Supplied passage.
━━━━━━━━━━━━━━━━━━━━━━━━━━━━━━

Crunching 2024's final Funny Car stats
Compared to stick and ball sports, motorsports stats have traditionally been very limited due to the nature of competition. For years, drag racing statskeepers would track wins and losses and average time, elapsed time, and speed averages, but that was about it.
For the last several years, Pete Richards and the NHRA Nitro Research Dept. have been meticulously recording and organizing a vast array of stats that help better tell the story of a racer’s season or even help us better understand how the results of classes as a whole play out and allow us to track various trends. His season-ending report spanned a whopping 191 pages and covered some pretty great stats that we and the NHRA on FOX team use on a regular basis to add some depth and detail to our reporting. You've already seen some of them in stories that Bian Lohnes and I have been doing this offseason.
Here's the first of four reviews of the final 2024 stats in the Pro classes, focusing on a few of the vital stats that help explain how the year went.
AVERAGE REACTION TIME
Ever since reaction times became an official NHRA stat in 1981, it has been one of the most interesting yet frustrating stats to track. Drivers either love 'em or loathe 'em for what they show/don't show, while crew chiefs seem to largely dislike them, especially when their driver tries to pad their stats because reaction time is affected by many factors, including (but not limited to) how deeply the driver rolls into the staging beams, the individual track's rollout length, and the car's tune-up.

━━━━━━━━━━━━━━━━━━━━━━━━━━━━━━

Material shown.
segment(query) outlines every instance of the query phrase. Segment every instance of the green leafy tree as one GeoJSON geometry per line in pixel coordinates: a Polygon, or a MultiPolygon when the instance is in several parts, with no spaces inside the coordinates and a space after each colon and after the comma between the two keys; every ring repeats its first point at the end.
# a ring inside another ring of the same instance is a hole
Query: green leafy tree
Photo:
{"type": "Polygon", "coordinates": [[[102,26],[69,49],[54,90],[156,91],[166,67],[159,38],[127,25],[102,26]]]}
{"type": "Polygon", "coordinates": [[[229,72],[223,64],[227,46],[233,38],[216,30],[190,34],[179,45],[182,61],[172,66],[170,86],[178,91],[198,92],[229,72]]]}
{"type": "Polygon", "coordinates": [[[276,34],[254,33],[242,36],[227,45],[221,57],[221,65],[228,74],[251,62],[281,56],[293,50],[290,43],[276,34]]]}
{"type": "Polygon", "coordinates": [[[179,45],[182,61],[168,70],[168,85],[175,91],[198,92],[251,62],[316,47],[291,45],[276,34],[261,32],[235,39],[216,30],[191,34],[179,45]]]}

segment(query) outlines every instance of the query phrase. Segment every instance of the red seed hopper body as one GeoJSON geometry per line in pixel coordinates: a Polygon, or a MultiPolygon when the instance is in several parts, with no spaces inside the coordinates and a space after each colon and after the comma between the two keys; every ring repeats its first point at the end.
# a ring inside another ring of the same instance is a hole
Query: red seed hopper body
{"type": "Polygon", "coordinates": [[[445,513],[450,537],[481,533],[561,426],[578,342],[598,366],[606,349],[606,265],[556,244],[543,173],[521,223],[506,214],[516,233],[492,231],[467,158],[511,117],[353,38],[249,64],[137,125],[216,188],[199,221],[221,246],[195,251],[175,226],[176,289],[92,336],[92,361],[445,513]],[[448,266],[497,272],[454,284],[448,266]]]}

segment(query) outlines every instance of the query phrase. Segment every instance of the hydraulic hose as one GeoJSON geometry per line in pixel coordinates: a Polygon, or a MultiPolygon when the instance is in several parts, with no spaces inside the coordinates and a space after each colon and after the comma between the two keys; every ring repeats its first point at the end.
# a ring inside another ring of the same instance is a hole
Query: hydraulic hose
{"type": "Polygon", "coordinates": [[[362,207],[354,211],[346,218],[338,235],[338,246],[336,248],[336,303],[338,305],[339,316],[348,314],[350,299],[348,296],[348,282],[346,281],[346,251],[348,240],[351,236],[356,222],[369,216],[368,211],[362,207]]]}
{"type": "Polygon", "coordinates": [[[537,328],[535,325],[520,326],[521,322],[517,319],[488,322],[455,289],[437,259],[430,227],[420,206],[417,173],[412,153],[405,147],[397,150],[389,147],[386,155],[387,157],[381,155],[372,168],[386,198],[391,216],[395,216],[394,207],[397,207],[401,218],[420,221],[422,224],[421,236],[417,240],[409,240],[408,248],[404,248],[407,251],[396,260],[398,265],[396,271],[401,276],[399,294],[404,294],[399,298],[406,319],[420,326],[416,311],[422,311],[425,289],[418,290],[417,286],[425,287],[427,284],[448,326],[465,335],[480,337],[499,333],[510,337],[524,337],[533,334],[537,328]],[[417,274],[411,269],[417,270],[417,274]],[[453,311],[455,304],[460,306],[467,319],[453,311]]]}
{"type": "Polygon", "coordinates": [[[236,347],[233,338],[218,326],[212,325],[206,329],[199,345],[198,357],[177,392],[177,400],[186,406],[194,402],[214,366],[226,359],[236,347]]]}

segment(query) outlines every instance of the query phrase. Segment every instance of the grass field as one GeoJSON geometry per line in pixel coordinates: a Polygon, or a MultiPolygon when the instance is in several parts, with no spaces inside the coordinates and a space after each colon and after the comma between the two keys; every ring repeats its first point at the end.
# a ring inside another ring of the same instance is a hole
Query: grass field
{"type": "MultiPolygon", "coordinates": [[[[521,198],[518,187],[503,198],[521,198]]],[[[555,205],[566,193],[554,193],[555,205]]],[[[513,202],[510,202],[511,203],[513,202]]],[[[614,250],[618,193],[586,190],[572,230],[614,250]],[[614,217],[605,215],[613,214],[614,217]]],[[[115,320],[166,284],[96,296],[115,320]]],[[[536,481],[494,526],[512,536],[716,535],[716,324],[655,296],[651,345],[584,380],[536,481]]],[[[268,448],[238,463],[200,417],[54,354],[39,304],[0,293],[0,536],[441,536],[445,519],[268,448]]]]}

━━━━━━━━━━━━━━━━━━━━━━━━━━━━━━

Task set.
1 > Turn the paragraph of the Funny Car stats article that begins "Ever since reaction times" into a short bulleted list that keeps its main facts.
2 > Carry the article on 2024 Funny Car stats forward from its last sentence.

Responses to the exercise.
1 >
- Reaction times have been an official NHRA stat since 1981. They are among the most interesting but frustrating stats to track.
- Drivers either love or hate them for what they show or fail to show.
- Crew chiefs mostly dislike them, especially when a driver tries to pad the numbers.
- Many factors affect reaction time, including how deep the driver rolls into the staging beams, the track's rollout length and the car's tune-up.

2 >
LEAVING FIRST
Regardless of your reaction time, a driver's job, at minimum, is to leave ahead of his or her opponent. Of course, the greater the advantage, the better your chances of winning, but it all starts with that initial move. This stat pack also includes holeshot wins and losses and red-light starts.
SPEED INDEX
This is a measure of runs completed in both qualifying and eliminations, under full or near-full throttle. For Top Fuel, that's runs quicker than 4.100 and faster than 300 mph. This is a measure of crew chief success.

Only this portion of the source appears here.